Tekst do nauki:
>>>>

Tak, bezpieczniejsze. Bo w fazie pandemii byłoby to zamiast steroidów, a nie obok steroidów. Wydaje nam się więc, że propozycja, z jaką wystąpiliśmy do MZ jest bardzo ciekawa i korzystna dla pacjentów.
Dieta, o której Pani Profesor mówi, to pierwsza i jedyna dieta dostosowana dla pacjentów z chorobą Leśniowskiego-Crohna, i co najważniejsze nie ma działań niepożądanych?
Tak. Jest to niesłychanie ciekawy kierunek, bo dotychczas eskalujemy leczenie przeciwzapalne. Oczywiście, dla wielu pacjentów nie mamy innej propozycji. Ale dla chorych ze średnim zaostrzeniem, którzy chcą przestrzegać diety, trudnej na początku, ale projekt nie zakłada przestrzegania diety przez całe życie, to jest poniekąd pewien sposób na życie. Indukcja remisji w zaostrzeniu to około 12 tygodniu, potem jest coraz lepiej. Pacjent może wprowadzać stopniowo swoje ulubione produkty, może sobie pozwolić nawet na jeden dzień jedzenia wszystkiego co lubi (nawet jednego – wiem, że to brzmi z przekąsem), ale pamiętając stale o tym, które produkty w nadmiernej ilości mogą mu zaszkodzić i trzymając sposób odżywiania, który sprawia, że zaostrzenia tej choroby występują. Podkreślę, że nie ma na to mocnych dowodów z badań u dorosłych. W tej chwili prowadzimy tzw. badania otwarte, bo w czasie pandemii nie zdecydowaliśmy się na wcześniej planowane i projektowane randomizowane badanie ze steroidami. Uznaliśmy, że w czasie pandemii będzie to nieetyczne, wiedząc, że steroidy mogą sprzyjać zwiększeniu częstości zakażeń. Dlatego obecnie prowadzimy próbę otwartą. Planujemy 30 pacjentów. Obecnie mamy 2/3 tej populacji w obserwacji i dobre efekty. Oczywiście, po okresie pandemii wydaje się racjonalne i potrzebne zaplanowanie badania randomizowanego, które być może byłoby początkiem do refundacji tego typu preparatu, czyli łatwiejszego dostępu dla pacjentów. Ale, na razie, ponieważ takich badań nie ma, to co proponujemy, to jest po prostu tylko rozszerzenie leczenia żywieniowego, czyli tego co już jest – zamiast żywienia enteralnego, które wiąże się z pobytem pacjenta w szpitalu, z założeniem sondy i ze stosowaniem innych preparatów, domowa dieta pod kontrolą dietetyka ze wspomaganiem odżywką powszechnie dostępną.
Środowisko ekspertów, klinicystów, towarzystwo, które Pani reprezentuje, rekomenduje rozszerzenie zmiany koszyka świadczeń, tak aby umożliwić szerszy dostęp do tego leczenia.
Na razie zaproponowaliśmy szerszy dostęp, ale kontrolowany. Zaproponowaliśmy to, ale nie jako refundację, bo to jest długa droga w Polsce, którą musi przebyć firma, i to nie do końca od nas zależy. Na razie zaproponowaliśmy rozszerzenie świadczenia, które nazywa się leczeniem żywieniowym, o inny preparat. Wtedy, ten preparat możemy wykorzystywać w ramach tego świadczenia, co jest tańsze i lepsze dla pacjenta.
To bardzo ciekawy kierunek dla pacjentów z chorobą Leśniowskiego-Crohna, a przypomnijmy, że to często ludzie młodzi, aktywni i w sile wieku, troszczący się także o komfort swojego życia. Myślę, że jeszcze do tego tematu będziemy wracać. Miejmy nadzieję, że MZ jak najszybciej umożliwi i rozszerzy dostęp pacjentom do tego leczenia. Bardzo Pani dziękuję za spotkanie i rozmowę.

<<<<

Pokazany materiał:
>>>>

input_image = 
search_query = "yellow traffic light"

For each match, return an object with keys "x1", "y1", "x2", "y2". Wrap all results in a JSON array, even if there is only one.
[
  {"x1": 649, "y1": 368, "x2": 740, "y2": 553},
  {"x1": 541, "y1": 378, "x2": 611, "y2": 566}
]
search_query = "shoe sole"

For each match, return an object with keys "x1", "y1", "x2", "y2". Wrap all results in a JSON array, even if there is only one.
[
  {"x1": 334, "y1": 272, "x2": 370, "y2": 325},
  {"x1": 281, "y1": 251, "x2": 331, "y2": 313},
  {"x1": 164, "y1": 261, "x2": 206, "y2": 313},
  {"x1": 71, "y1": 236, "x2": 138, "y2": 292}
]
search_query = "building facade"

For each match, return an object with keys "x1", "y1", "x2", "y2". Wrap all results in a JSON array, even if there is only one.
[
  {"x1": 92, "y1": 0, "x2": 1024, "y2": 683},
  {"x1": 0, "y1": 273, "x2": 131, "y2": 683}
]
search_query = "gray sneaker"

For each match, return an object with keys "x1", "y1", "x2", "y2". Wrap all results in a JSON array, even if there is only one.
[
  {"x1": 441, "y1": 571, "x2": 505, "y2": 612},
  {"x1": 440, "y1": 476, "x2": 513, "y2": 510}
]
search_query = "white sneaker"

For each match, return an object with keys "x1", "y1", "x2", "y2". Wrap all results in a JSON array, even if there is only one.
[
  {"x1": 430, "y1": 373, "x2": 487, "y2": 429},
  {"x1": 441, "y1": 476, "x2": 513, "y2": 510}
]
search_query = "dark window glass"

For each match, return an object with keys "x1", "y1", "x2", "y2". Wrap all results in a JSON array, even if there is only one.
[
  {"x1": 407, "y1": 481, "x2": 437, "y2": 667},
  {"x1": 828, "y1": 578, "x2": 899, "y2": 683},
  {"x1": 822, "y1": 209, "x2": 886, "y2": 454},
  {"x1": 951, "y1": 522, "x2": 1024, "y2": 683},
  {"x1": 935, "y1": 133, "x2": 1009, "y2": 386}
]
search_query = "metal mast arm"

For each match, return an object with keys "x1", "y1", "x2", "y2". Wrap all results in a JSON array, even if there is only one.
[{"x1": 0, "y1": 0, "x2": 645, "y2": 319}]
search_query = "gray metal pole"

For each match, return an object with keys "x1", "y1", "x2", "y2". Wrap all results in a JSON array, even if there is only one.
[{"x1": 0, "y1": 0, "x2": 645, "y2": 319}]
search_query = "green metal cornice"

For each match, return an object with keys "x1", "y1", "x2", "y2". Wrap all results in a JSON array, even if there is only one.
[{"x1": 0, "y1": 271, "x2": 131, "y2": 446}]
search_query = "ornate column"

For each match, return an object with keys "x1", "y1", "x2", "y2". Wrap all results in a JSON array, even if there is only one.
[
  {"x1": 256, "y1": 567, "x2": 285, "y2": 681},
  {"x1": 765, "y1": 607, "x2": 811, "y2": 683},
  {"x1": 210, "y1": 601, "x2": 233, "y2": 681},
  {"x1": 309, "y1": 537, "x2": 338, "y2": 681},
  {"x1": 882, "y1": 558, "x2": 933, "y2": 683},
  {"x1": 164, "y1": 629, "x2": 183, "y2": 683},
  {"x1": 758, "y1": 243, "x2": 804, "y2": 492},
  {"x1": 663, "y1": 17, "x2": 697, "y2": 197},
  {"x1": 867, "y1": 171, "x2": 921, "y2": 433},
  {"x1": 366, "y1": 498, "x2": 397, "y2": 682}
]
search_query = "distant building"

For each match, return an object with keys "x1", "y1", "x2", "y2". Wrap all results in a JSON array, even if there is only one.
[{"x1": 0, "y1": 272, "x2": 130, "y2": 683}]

<<<<

Zadanie do wykonania: Przepisz fragment rozmowy o diecie w chorobie Leśniowskiego-Crohna od słów "Na razie zaproponowaliśmy szerszy" do słów "spotkanie i rozmowę." włącznie, zamieniając w nim "szerszy dostęp" na "łatwiejszy dostęp".

Wynik zadania:
Na razie zaproponowaliśmy łatwiejszy dostęp, ale kontrolowany. Zaproponowaliśmy to, ale nie jako refundację, bo to jest długa droga w Polsce, którą musi przebyć firma, i to nie do końca od nas zależy. Na razie zaproponowaliśmy rozszerzenie świadczenia, które nazywa się leczeniem żywieniowym, o inny preparat. Wtedy, ten preparat możemy wykorzystywać w ramach tego świadczenia, co jest tańsze i lepsze dla pacjenta.
To bardzo ciekawy kierunek dla pacjentów z chorobą Leśniowskiego-Crohna, a przypomnijmy, że to często ludzie młodzi, aktywni i w sile wieku, troszczący się także o komfort swojego życia. Myślę, że jeszcze do tego tematu będziemy wracać. Miejmy nadzieję, że MZ jak najszybciej umożliwi i rozszerzy dostęp pacjentom do tego leczenia. Bardzo Pani dziękuję za spotkanie i rozmowę.